PROMPT
Some lines hold the string "bowl". Copy all of them from the material that follows.

THE DATA

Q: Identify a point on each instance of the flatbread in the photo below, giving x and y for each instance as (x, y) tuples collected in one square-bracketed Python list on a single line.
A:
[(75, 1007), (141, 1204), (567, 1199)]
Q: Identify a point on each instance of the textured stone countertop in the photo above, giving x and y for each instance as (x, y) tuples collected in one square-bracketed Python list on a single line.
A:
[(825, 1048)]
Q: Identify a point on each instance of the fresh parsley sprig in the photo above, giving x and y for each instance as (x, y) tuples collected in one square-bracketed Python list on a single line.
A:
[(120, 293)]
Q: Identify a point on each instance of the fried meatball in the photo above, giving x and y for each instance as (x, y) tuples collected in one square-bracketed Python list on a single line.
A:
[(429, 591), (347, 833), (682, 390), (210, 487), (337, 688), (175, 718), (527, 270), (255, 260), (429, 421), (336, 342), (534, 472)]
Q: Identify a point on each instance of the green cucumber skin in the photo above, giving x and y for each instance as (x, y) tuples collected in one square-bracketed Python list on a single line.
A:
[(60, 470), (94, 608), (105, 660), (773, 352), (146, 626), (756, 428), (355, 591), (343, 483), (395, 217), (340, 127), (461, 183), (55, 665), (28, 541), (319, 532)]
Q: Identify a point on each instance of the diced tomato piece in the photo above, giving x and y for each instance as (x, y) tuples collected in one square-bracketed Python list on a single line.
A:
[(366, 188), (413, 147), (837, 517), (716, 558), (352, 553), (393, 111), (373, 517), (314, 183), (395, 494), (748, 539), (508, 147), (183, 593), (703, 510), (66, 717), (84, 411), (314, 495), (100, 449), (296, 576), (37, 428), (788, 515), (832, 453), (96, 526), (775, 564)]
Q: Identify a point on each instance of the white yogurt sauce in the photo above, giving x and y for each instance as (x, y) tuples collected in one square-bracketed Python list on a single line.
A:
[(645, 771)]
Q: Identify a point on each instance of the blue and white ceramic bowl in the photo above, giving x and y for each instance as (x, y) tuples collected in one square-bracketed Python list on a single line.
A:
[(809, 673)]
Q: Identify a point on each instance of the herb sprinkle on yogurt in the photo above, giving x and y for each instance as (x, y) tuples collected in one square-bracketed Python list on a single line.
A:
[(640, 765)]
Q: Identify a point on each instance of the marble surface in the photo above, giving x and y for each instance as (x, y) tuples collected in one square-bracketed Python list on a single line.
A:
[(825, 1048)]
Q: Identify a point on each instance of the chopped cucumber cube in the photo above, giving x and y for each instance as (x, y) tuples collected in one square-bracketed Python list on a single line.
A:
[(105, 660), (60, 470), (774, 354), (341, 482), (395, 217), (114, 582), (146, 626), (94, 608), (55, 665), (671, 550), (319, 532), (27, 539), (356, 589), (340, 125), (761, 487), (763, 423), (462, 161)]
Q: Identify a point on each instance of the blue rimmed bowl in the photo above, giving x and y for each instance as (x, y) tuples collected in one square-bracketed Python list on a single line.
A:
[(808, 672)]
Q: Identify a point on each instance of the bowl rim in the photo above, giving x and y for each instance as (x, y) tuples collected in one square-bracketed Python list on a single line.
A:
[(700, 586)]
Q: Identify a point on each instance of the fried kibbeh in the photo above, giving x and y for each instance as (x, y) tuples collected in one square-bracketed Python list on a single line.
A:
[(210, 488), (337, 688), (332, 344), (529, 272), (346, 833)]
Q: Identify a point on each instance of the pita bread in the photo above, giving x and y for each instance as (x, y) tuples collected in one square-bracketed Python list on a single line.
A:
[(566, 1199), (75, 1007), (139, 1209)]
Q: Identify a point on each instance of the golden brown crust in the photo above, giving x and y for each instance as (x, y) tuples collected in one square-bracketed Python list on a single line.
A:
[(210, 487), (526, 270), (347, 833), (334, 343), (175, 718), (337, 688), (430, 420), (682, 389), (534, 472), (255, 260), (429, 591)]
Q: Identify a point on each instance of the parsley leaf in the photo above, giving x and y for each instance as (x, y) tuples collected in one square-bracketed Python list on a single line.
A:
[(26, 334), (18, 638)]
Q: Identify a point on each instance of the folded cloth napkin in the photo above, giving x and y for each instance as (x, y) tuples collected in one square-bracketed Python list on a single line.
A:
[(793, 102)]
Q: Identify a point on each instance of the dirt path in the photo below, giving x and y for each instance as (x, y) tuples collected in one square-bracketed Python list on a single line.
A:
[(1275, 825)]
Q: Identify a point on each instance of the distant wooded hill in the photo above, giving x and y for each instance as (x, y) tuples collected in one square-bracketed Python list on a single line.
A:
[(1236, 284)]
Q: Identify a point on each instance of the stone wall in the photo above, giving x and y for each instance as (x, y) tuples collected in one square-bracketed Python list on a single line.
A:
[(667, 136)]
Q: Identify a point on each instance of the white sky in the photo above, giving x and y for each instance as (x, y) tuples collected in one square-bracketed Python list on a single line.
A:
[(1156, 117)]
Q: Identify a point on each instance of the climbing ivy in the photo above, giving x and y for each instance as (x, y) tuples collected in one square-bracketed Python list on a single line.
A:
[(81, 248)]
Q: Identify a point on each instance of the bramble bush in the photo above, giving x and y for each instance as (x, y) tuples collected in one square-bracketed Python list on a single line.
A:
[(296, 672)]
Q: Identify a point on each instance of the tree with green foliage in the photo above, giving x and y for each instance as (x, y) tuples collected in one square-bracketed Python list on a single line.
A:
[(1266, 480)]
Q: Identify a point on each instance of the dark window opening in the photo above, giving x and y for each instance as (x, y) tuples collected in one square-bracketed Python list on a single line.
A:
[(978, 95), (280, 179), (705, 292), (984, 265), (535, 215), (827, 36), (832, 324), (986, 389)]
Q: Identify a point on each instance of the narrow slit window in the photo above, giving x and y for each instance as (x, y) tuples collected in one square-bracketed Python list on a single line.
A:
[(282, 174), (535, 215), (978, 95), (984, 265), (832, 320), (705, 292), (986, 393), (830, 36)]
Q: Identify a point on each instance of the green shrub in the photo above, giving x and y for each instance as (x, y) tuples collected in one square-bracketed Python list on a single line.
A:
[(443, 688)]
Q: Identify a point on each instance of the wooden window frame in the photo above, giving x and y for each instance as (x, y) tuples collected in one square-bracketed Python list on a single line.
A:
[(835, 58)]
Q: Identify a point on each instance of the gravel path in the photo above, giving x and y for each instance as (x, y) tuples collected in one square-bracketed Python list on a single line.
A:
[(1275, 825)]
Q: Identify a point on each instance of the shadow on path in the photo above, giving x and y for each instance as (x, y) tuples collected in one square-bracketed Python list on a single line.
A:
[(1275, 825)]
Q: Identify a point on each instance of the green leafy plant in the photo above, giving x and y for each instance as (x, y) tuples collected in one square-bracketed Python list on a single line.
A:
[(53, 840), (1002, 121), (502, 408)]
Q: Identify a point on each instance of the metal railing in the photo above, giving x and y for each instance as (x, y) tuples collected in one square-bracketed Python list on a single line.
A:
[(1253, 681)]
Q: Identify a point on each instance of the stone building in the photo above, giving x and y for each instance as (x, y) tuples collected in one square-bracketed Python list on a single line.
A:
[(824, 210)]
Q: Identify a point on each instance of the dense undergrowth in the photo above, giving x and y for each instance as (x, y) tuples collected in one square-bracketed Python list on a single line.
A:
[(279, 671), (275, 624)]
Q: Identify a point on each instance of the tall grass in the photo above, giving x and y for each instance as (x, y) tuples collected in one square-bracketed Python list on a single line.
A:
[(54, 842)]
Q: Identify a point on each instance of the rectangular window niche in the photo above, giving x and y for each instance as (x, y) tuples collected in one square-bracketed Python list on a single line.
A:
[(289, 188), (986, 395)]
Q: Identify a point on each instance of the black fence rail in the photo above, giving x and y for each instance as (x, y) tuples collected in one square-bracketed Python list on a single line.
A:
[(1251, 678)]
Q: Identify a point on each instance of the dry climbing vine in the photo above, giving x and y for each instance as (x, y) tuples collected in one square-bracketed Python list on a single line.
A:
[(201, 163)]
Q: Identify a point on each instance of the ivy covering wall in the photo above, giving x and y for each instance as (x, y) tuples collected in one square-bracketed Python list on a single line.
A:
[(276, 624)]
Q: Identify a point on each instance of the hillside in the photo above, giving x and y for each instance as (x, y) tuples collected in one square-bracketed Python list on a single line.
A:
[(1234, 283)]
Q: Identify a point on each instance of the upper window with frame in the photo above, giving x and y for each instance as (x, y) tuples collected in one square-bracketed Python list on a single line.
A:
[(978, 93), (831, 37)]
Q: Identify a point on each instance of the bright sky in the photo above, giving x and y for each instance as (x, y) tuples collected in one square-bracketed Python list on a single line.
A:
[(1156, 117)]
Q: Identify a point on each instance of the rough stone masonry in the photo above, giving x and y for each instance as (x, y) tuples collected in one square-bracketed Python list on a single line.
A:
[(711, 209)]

RESPONSE TO THE EXERCISE
Q: Identify a point on each instance of the blue and white ceramic bowl in the photo above, giving x and y for each instance as (x, y) tuples collected in one square-bracketed Python list on a single line.
Q: Identify a point on each instance of the blue rimmed bowl in the photo above, giving x and y for each instance as (x, y) tuples collected in one square-bracketed Python list on a single line.
Q: Identify a point on each instance of the bowl rim in the photo above, giving x and y for each instance as (x, y) tuples collected in one square-bracketed Python list on a single line.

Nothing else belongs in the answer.